* Task description:
Pick out every row below that contains the word "wooden" and copy each one. Letter case counts.
* Begin Supplied entries *
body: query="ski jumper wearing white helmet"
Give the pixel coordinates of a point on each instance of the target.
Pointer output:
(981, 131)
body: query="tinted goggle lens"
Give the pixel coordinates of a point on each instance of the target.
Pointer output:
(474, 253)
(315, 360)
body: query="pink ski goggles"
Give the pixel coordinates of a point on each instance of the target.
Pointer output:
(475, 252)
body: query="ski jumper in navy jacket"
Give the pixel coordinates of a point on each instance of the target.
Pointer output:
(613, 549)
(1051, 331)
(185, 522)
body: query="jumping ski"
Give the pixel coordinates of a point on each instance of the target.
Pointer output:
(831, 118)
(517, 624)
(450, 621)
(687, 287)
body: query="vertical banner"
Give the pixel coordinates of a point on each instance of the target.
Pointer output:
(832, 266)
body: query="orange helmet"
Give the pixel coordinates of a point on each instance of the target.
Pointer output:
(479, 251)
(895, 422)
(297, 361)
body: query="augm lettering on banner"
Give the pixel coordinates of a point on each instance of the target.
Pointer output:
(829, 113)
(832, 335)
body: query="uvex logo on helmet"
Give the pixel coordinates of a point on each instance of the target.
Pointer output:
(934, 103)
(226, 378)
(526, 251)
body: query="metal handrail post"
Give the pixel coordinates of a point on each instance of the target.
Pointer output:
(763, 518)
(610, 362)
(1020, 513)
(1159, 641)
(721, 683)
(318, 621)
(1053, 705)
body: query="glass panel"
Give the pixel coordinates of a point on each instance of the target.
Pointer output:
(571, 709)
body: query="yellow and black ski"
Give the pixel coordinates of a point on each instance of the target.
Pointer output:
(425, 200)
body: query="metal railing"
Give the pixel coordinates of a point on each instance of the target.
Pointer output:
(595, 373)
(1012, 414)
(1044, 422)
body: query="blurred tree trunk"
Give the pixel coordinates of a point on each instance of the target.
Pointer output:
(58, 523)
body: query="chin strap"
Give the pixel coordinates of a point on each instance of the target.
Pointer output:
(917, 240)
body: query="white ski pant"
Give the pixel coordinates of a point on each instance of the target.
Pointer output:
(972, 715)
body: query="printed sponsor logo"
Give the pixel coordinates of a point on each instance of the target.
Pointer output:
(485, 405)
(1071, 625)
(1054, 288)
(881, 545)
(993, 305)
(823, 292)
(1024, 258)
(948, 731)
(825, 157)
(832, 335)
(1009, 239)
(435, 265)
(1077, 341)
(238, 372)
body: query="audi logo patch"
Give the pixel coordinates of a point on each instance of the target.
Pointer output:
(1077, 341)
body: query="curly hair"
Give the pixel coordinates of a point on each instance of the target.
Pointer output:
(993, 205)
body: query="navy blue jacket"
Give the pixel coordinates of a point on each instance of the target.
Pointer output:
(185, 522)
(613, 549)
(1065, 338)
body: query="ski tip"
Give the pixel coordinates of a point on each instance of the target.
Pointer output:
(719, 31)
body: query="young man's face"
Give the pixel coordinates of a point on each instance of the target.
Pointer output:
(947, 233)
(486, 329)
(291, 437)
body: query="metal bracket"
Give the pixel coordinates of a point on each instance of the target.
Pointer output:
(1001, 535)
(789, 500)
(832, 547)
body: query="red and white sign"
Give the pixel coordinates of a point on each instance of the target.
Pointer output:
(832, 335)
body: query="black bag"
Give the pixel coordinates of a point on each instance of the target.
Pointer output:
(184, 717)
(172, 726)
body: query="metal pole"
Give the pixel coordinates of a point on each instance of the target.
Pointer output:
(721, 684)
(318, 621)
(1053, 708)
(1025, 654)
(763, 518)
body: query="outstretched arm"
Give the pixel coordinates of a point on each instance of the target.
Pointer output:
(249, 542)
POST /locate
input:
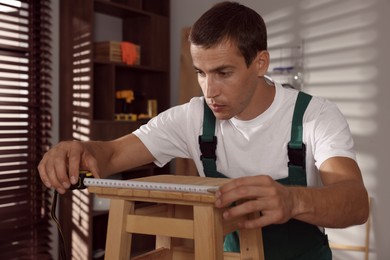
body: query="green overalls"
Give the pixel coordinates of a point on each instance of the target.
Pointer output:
(294, 239)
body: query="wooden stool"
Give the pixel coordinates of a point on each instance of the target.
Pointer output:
(175, 214)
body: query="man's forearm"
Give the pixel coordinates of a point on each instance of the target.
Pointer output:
(335, 206)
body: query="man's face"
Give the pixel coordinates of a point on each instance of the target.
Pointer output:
(227, 83)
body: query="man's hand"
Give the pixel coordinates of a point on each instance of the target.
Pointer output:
(59, 167)
(259, 194)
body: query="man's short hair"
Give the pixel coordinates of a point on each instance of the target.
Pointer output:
(231, 21)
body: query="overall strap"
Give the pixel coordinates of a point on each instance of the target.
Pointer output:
(296, 148)
(208, 144)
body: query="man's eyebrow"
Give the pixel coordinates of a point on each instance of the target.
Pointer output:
(219, 68)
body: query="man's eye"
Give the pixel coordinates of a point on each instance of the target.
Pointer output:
(200, 73)
(224, 74)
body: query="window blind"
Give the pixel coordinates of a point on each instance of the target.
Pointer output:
(25, 124)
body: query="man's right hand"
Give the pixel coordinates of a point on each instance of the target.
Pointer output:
(60, 166)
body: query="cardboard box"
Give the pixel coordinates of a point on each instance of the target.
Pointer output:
(112, 51)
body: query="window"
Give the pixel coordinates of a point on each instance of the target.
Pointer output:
(25, 124)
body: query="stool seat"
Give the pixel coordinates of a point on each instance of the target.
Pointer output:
(174, 214)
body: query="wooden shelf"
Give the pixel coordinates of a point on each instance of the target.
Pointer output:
(131, 67)
(118, 10)
(121, 10)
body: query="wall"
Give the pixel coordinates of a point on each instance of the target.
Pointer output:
(345, 59)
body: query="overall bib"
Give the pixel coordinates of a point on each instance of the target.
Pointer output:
(294, 239)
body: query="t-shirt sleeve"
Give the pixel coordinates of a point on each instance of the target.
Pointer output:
(332, 135)
(167, 135)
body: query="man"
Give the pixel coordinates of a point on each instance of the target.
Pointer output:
(254, 121)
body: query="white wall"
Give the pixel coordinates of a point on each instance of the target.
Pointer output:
(346, 59)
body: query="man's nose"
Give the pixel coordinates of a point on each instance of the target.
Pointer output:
(210, 89)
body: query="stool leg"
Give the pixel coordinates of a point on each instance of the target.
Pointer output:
(208, 233)
(251, 242)
(118, 243)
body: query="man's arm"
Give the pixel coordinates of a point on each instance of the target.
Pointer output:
(341, 202)
(60, 166)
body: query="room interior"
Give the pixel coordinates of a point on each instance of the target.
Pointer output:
(339, 50)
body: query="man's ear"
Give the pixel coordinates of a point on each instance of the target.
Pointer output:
(262, 62)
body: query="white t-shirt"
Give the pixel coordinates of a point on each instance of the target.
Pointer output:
(253, 147)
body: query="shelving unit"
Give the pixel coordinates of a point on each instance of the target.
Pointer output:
(87, 97)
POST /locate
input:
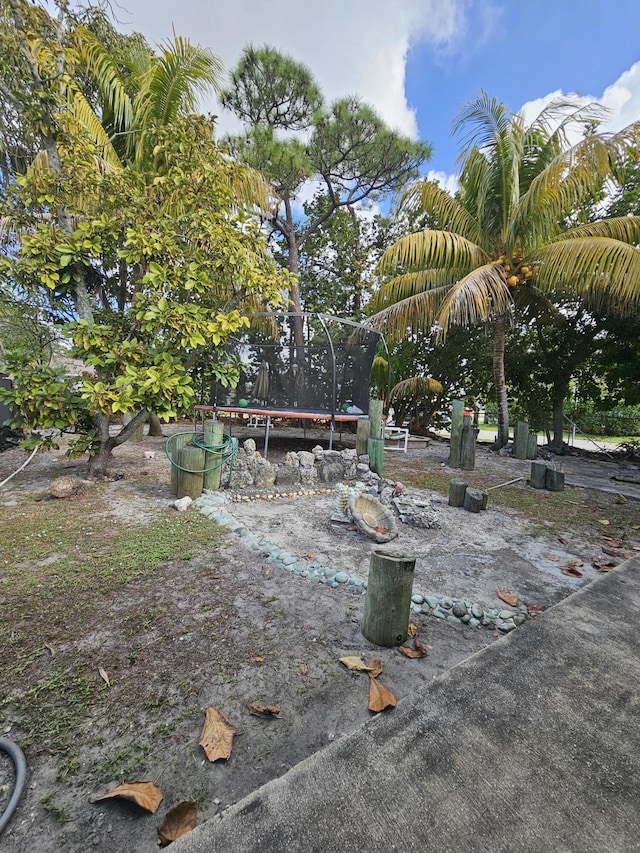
* End Supplied entries *
* Completed task:
body: query="wooden stool"
body: query="wooden shelf"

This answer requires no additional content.